• **TEXT SEGMENT**:
------------------------------------------------------------------------

Date posted: 02.12.2009 (4:00 am) | Write a Comment (0 Comments)
I’m not saying anything innovative when I say that finance is very very competitive and that is one of the reasons why every competitive edge is used when selling products. And for investments, that is obviously return. But in a world where returns can vary from +20% to a year like 2008 where even getting -20% can be considered “good”, it is difficult to compare returns and for that reason, investors have been comparing their returns to the returns of the market for about a century now. Of course, since there is no perfect “market”, many dozens of indexes exist depending on what you are comparing with.
Generally speaking, returns have been compared with stock indexes such as the S&P 500, a broad US stock market index that covers the 500 largest US corporations traded on stock exchanges (more or less). And so for decades, investors have been trying to outperform these indexes through a multitude of ways. Then hedge funds came along, saying they were unique and that they could deliver absolute returns. An absolute return in theory would mean that no matter how good the year, your investment would generate a positive return and thus not really apply to a given index.
That became a major selling point and of course over the past couple of years, many investors have discovered the tough way that absolute return is maybe not as easy to obtain as it looks. Many funds have performed poorly in 2008 and in fact the average hedge fund track by Credit Suisse Tremond returned about -20%! Better than the market? Yes, but surely not what they were selling.

------------------------------------------------------------------------

• **MATERIAL SHOWN**:

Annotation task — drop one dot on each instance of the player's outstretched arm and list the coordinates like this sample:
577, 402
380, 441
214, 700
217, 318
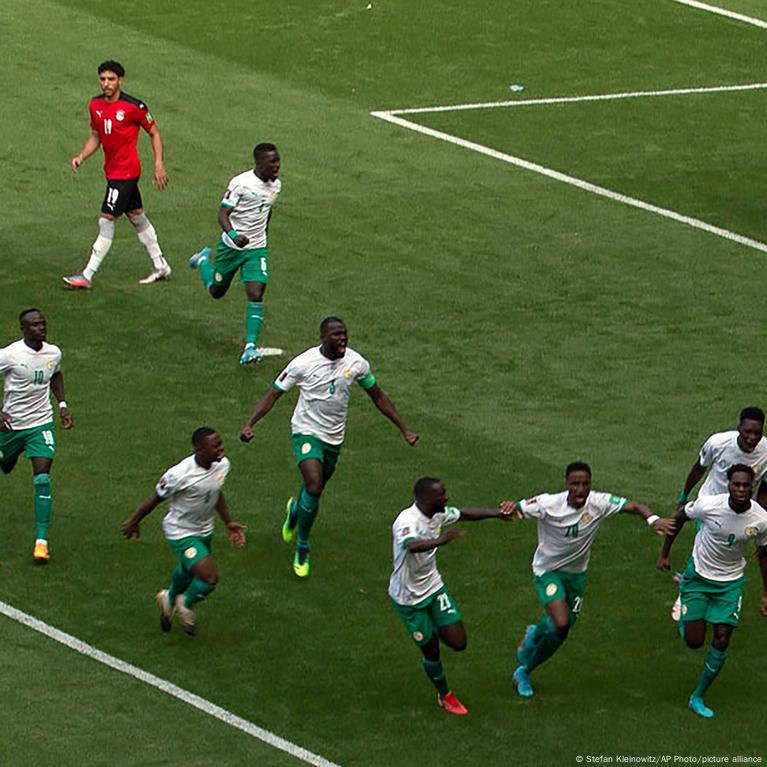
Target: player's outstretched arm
235, 530
160, 174
661, 525
386, 406
475, 515
90, 146
415, 545
57, 387
131, 528
261, 409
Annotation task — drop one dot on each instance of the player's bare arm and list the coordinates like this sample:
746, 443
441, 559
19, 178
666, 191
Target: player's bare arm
160, 175
91, 145
226, 224
261, 409
131, 528
57, 387
386, 406
415, 545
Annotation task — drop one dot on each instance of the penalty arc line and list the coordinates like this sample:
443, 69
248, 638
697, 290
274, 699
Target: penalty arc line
211, 709
572, 181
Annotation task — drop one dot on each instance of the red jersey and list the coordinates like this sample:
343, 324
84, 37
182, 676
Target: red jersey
117, 124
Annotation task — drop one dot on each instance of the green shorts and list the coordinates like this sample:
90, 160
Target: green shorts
253, 264
192, 549
37, 442
558, 584
423, 620
306, 446
711, 601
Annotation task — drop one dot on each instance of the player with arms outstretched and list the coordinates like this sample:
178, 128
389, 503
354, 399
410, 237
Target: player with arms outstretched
193, 489
116, 119
568, 523
324, 376
244, 216
712, 583
416, 588
31, 369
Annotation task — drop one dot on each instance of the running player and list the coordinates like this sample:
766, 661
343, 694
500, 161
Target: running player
712, 584
31, 368
745, 445
244, 216
416, 588
324, 375
567, 527
193, 488
115, 121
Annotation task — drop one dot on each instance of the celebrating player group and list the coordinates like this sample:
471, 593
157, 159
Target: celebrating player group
728, 510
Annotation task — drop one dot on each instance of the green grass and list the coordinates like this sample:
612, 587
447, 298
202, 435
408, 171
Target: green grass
517, 323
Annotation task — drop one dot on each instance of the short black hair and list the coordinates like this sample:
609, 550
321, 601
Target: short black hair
740, 467
262, 148
577, 466
330, 321
199, 435
423, 484
110, 65
26, 312
752, 414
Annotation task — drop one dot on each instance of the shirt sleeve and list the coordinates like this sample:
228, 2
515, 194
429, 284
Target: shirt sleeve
168, 484
289, 377
707, 454
532, 507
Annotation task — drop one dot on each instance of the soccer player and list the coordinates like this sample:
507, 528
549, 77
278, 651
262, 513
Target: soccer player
115, 121
567, 527
745, 445
193, 488
31, 369
416, 588
712, 584
244, 216
324, 375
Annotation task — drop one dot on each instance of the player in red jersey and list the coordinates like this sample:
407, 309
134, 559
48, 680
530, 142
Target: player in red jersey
115, 121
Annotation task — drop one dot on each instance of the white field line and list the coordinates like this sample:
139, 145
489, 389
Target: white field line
575, 99
724, 12
393, 117
167, 687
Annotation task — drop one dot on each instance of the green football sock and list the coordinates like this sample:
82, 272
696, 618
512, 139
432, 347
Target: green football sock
254, 317
207, 273
197, 591
179, 583
307, 507
546, 642
436, 673
711, 667
43, 504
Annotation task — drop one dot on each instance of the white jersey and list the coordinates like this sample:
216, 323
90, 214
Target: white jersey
325, 387
720, 452
415, 576
193, 493
250, 201
27, 383
720, 543
566, 534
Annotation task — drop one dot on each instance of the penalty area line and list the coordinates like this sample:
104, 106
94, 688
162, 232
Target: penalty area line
724, 12
572, 181
211, 709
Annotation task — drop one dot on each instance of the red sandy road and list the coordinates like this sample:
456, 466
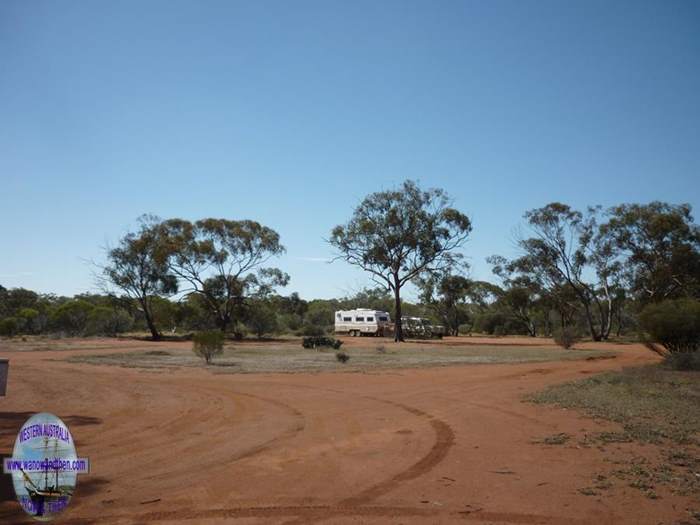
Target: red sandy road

------------------------------------------------------------------------

• **WHAT IS ASKED**:
A – Decide whether each statement below agrees with the passage on hedge fund returns, answering yes or no and quoting the words from that passage that settle it.
(i) The S&P 500 covers the 500 largest US corporations traded on stock exchanges.
(ii) Investors have compared their returns with market returns for about fifty years.
(iii) Hedge funds presented themselves as able to deliver absolute returns.
B – Pick up the passage on hedge fund returns after its last sentence and carry it on for one or two paragraphs.

• **RESPONSES TO THE TASKS**:
A –
(i) Yes: "a broad US stock market index that covers the 500 largest US corporations traded on stock exchanges (more or less)"
(ii) No: "investors have been comparing their returns to the returns of the market for about a century now"
(iii) Yes: "saying they were unique and that they could deliver absolute returns"

B –
So now, hedge fund managers are selling the fact that their returns performed better than the overall market. Might be true. But I’m having a hard time applying this to my personal situation. As you know by now, the picks on IntelligentSpeculator are generally long/short. The advantage of course is that I’m not as affected by huge market moves since I do not have much of net market exposure, I’m long and short. So on a major down day like we had last week, I will outperform the market generally (if the spread between my picks remains the same), and the opposite will happen on good days.
That has made me think about the validity of comparing my picks to the S&P500 when in fact they are really absolute picks. I’m tending to convert back to simply getting an absolute return and comparing that return to similar fund returns instead. And so this draws me to a question: While not hedge funds are in this situation (especially short bias funds or other funds that do have a general market direction), would you agree that hedge funds that are long-short should be evaluated using an absolute return. It might not be over 0%, but if that is the case, either it is a bad year, or a bad manager. But comparing to a broad market index simply seems like a misrepresentation of results….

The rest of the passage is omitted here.